- PASSAGE GIVEN -
# buckeye lake



## fishforlife (Jul 29, 2008)

just woundering if anyone is getting any gills and crappie. ? might head down to lake just to fish and enjoy the lake. If anything get some pizza cottage great food. thanks for help if any and if not have a good day fishing and enjoy the lake


----------



## puterdude (Jan 27, 2006)

Should be a tad bit early for the fall crappie bite,but the gills should co-operate.If fishing from the boat it should be better odds,if not there is always good food & beverage at the pizza cottage


----------



## KWaller (Oct 3, 2010)

Shot shallow docks and toons tonight. The bluegills (big ones) were cooperating but only one keeper crappie a lil over 11 inches. Don't use shad color, too many of em, try something that will stick out and get there attention. 
Good luck,
Kyle
HPT
CP

BTW
Dad got that one not me

Outdoor Hub mobile, the outdoor information engine


----------



## ethanf163 (Feb 11, 2011)

puterdude said:


> Should be a tad bit early for the fall crappie bite,but the gills should co-operate.If fishing from the boat it should be better odds,if not there is always good food & beverage at the pizza cottage


I've caught so many crappie the past 3 weeks at that lake that it's getting boring.. Every cast I caught a crappie.. Have a freezer full now. Just got to know what to use.. I think I found the perfect bait.


----------



## puterdude (Jan 27, 2006)

Wow man,I'm 58 years old,lived around that lake all my life.Have fished her thousands of times,I'm yet to catch a fish every cast.You're way too good for me


----------



## fishforlife (Jul 29, 2008)

thanks alot hope weather holds out we should be down even if we dont get one every cast is a great lake.


----------



## Enthusiast (Jun 20, 2011)

KWaller said:


> Shot shallow docks and toons tonight. The bluegills (big ones) were cooperating but only one keeper crappie a lil over 11 inches. Don't use shad color, too many of em, try something that will stick out and get there attention.
> Good luck,
> Kyle
> HPT
> ...


Hi Kyle. This is my very first post here.

- STORED DATA -
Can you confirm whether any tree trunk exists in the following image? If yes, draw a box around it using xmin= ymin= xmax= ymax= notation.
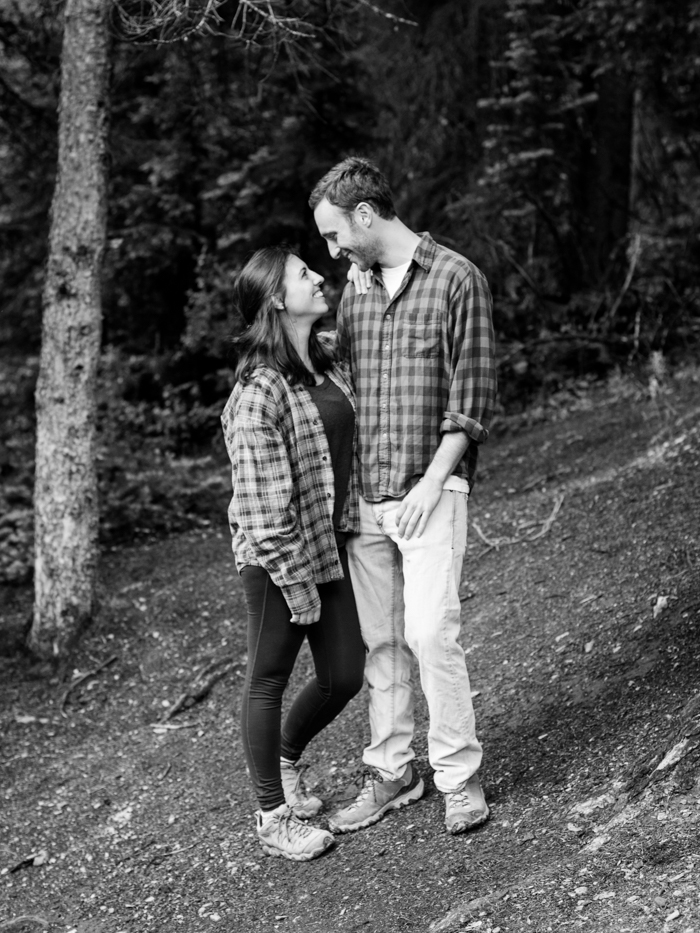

- ACTIONS TO TAKE -
**A)** In the Buckeye Lake fishing thread, how long was the one keeper crappie KWaller reported?
**B)** From the Buckeye Lake fishing thread, restate word for word the stretch that opens with "## Enthusiast (Jun" and closes with "first post here.".

- ANSWERS IN ORDER -
**A)** A little over 11 inches.

**B)**
## Enthusiast (Jun 20, 2011)

KWaller said:


> Shot shallow docks and toons tonight. The bluegills (big ones) were cooperating but only one keeper crappie a lil over 11 inches. Don't use shad color, too many of em, try something that will stick out and get there attention.
> Good luck,
> Kyle
> HPT
> ...


Hi Kyle. This is my very first post here.